Transcribe every line of the material below word for word, leaving out the pictures.

** Start Data provided **

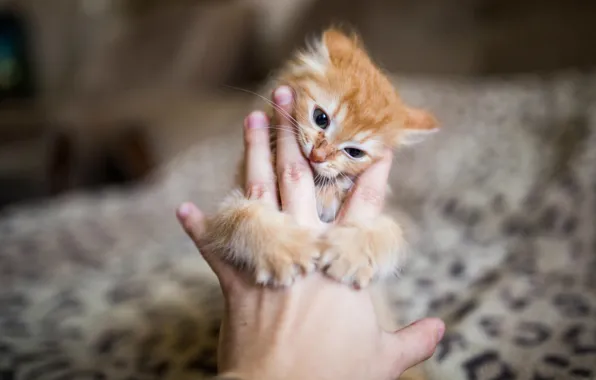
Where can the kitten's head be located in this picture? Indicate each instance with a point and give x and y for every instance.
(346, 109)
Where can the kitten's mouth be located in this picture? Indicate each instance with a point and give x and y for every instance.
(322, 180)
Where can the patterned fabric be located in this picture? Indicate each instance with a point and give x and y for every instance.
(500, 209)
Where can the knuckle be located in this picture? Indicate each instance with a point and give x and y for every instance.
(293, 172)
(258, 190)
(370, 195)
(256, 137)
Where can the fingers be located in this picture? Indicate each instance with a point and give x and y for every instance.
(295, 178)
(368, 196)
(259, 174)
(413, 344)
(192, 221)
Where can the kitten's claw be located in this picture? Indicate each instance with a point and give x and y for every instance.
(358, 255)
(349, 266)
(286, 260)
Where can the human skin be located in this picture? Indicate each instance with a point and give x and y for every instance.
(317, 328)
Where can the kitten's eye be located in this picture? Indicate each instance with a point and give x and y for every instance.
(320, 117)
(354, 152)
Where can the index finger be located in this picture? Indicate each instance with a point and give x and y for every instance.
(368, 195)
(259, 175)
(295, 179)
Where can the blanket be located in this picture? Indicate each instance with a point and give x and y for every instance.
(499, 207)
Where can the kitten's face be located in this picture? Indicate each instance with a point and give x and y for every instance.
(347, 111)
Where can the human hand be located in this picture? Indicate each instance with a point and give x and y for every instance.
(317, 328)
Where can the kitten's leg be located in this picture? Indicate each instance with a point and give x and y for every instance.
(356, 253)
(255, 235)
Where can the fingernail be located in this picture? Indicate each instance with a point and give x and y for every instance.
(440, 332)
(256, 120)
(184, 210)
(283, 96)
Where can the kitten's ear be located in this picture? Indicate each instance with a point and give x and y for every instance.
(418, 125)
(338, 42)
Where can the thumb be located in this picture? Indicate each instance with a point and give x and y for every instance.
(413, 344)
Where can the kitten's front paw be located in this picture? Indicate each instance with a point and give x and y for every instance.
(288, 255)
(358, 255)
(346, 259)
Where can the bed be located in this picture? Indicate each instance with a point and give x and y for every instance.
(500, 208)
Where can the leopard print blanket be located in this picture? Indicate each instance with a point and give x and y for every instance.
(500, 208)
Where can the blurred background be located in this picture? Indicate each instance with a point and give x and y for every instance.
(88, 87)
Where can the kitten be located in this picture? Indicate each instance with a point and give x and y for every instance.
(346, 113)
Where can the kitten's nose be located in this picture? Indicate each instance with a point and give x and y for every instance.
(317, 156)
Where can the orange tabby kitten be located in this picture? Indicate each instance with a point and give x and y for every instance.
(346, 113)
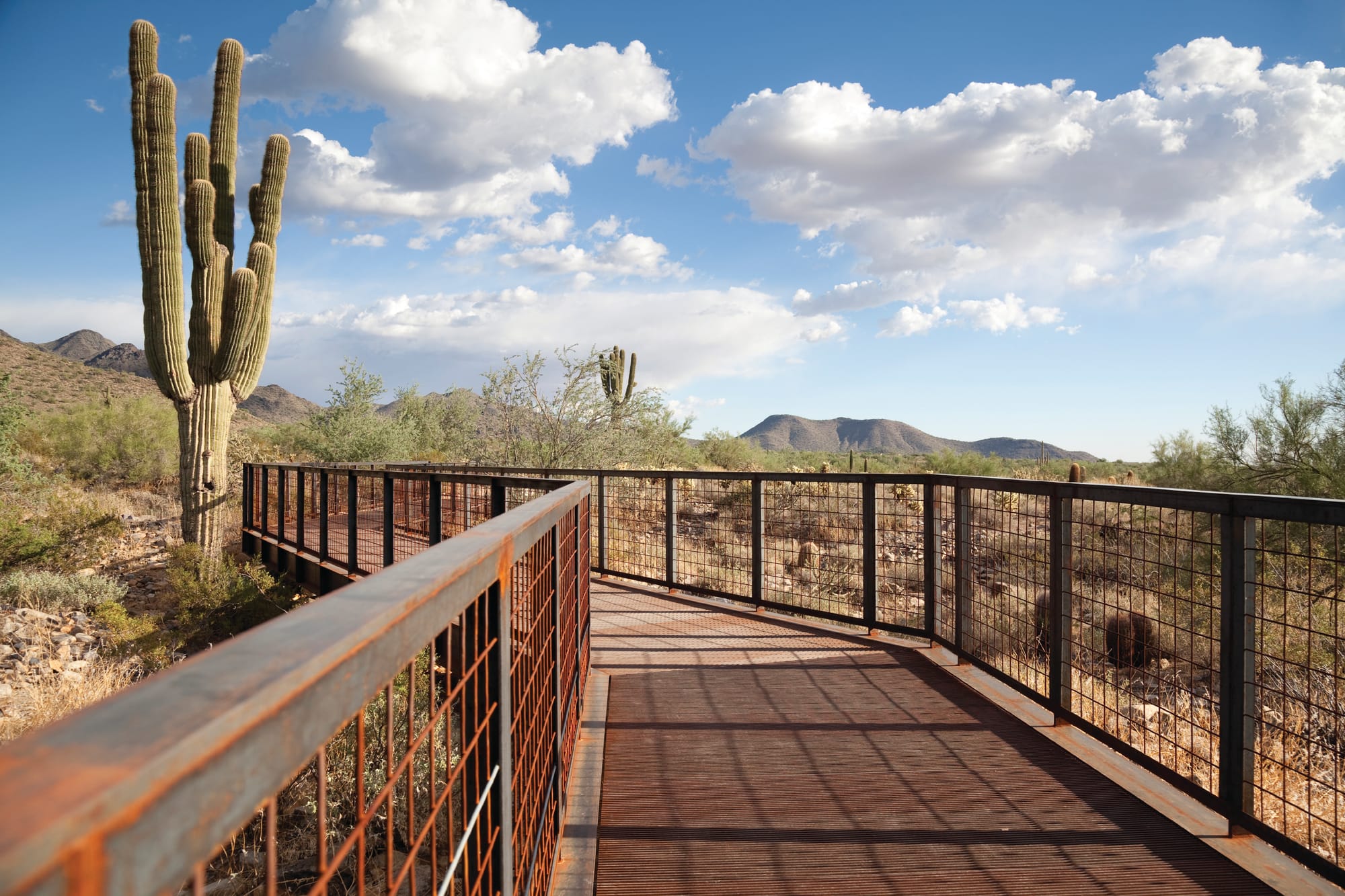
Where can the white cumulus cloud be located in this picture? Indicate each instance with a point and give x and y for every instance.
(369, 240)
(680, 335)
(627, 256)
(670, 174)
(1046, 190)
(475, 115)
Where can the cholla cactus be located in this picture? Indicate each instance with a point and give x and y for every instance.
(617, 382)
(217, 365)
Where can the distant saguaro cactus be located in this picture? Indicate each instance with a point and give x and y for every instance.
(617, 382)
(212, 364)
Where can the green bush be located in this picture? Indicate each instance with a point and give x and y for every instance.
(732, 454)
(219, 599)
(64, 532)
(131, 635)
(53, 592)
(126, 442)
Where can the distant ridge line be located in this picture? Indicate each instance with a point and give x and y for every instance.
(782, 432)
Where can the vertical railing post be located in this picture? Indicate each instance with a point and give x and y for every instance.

** End Data provided **

Exercise solution |
Where can the kitten's head be located in this picture? Indicate each instance with a point and give x and y for every instance.
(346, 109)
Where can the kitten's mouth be located in this picture? Indicate each instance with a point and give x and y for every instance.
(322, 180)
Where can the patterned fabric be located in this picture? Indicate each instance with a point and give x and y for every instance.
(500, 209)
Where can the knuckle be located in this picture? Indicate each instance with a point and give x and y for every instance.
(293, 172)
(258, 190)
(370, 195)
(256, 137)
Where can the fingers be located in this picture? Indicate each instance with a point and give x and y for every instance.
(295, 178)
(368, 196)
(259, 174)
(413, 344)
(192, 221)
Where can the kitten's claw be located in this picture? Indicate each instance with a point and give x and y for every instance.
(358, 255)
(349, 266)
(286, 260)
Where can the human skin be located in this picture? Indicate each instance with a point and give x and y for every instance.
(317, 328)
Where can the kitten's eye be located in this picture? Indicate each instance with a point and give x and y for every instance.
(320, 117)
(354, 152)
Where can the index finger be located in this picture? Indicate each instance with a point and give x and y for every instance.
(368, 195)
(259, 175)
(295, 179)
Where can the blanket be located in this picture? Indicate each instance with a point and give x and y for every instance.
(499, 207)
Where can the kitten's face be located in this picture? Indicate each instance with a point and give x and y for every instance.
(347, 111)
Where can the human hand be located in this picture? Indicate each instance with a point and give x and y for every instance.
(317, 328)
Where can the kitten's leg be located in this picture? Indicate each instance with a point and give x and y for every instance.
(356, 253)
(255, 235)
Where can the fingernail be located in this picture? Indicate each instance with a point and give x and y for every instance.
(440, 332)
(256, 120)
(184, 210)
(283, 96)
Where can the kitten's ear be located in this picture? Indicate each instance with a point and give x and y for every instance.
(418, 125)
(338, 42)
Where can the thumb be located in this picture? Indicate each instance with a point and give x and y for every instance.
(413, 344)
Where can the kitten's front paw be located in this picture? Indicate each instance with a point and give x and y for every instance.
(288, 255)
(358, 255)
(346, 259)
Where can the bed be located in this picture? Indicate each instance with a point and give x and y for every instance.
(500, 208)
Where can the leopard print blanket be located in this picture? Indicate each instance with a point and give x and y for every instance.
(500, 208)
Where can the blurred background be located in this picture? Indicate each instance with a point and give x and y for every instance.
(88, 87)
Where can the kitten be located in this picture? Indicate each instance with a point and give x and y for every instance.
(346, 113)
Where can the kitten's nose be located in this picture? Indicate each instance with a point and give x and y for every instance.
(317, 156)
Where can the orange tabby kitten be located in this picture? Indicate each instance with a point and give x and y for every instance.
(346, 113)
Where can the white cumulus cloud be located in this picture? Indicate each instance with a point and give x and y for every instance.
(369, 240)
(680, 335)
(627, 256)
(670, 174)
(1046, 190)
(475, 115)
Where can the cholla cactus be located in this picture? Indicate each instance with a point and give x and y for every instance.
(617, 382)
(217, 365)
Where can the distant saguaro cactus be located in this picture? Indicate each instance with a point and give x and y for every instance.
(617, 382)
(212, 364)
Where can the green bush be located in this picture? Indicate each instance with a point and give x and y for every instance.
(732, 454)
(219, 599)
(64, 532)
(131, 635)
(53, 592)
(126, 442)
Where can the distant ridge line be located in this picture? Indicate each instance with a point and give x and y for every instance.
(782, 432)
Where can the vertical railing post be located in this picture? Indicate each instance with a point and give x and y for every instance.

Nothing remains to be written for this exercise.